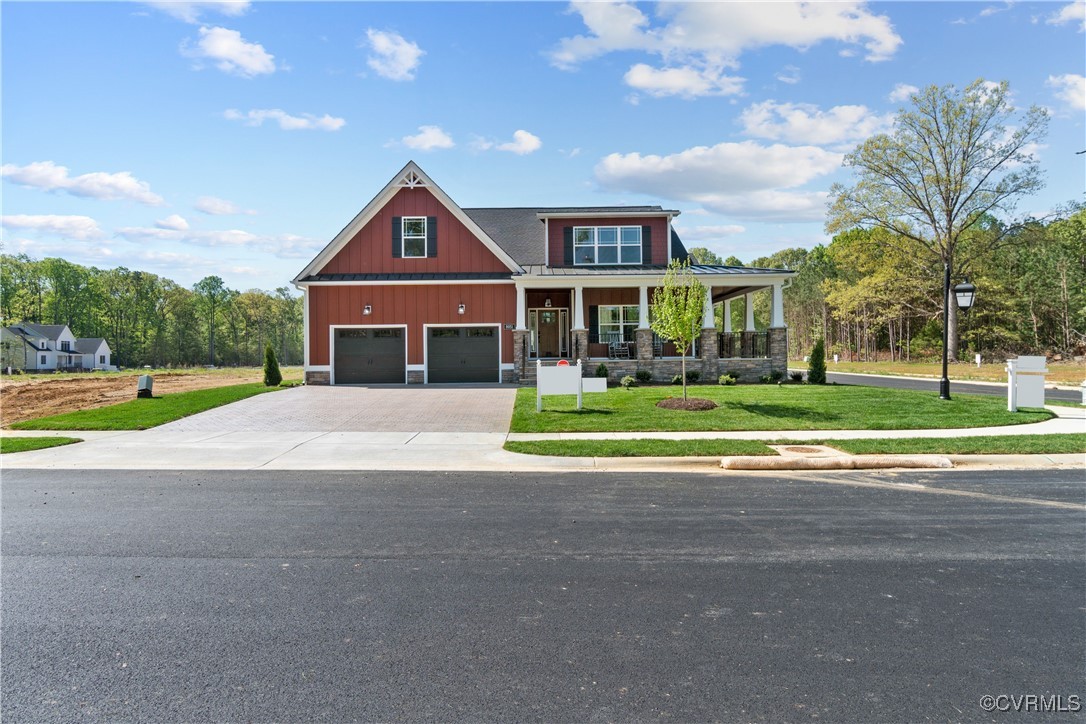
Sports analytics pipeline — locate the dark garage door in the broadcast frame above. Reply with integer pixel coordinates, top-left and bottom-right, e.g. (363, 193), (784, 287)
(336, 329), (407, 384)
(427, 327), (498, 382)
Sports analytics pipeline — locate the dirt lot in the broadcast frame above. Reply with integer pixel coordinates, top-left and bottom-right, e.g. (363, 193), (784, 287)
(0, 367), (301, 428)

◆ SET PROBLEM ◆
Pick out every line of the records that contains the word "with", and copy each one in full.

◆ SOLUTION TO THE EXERCISE ◆
Sports analytics pipeline — locate the dark garage door in the broadcast frame above. Reply with integer pixel coordinates, top-left and bottom-right, e.g. (363, 193), (784, 287)
Sports analytics pipeline — locate the dirt lot in the broadcast frame above. Reply with integer pixel coordinates, top-left and bottom-right, e.g. (363, 193), (784, 287)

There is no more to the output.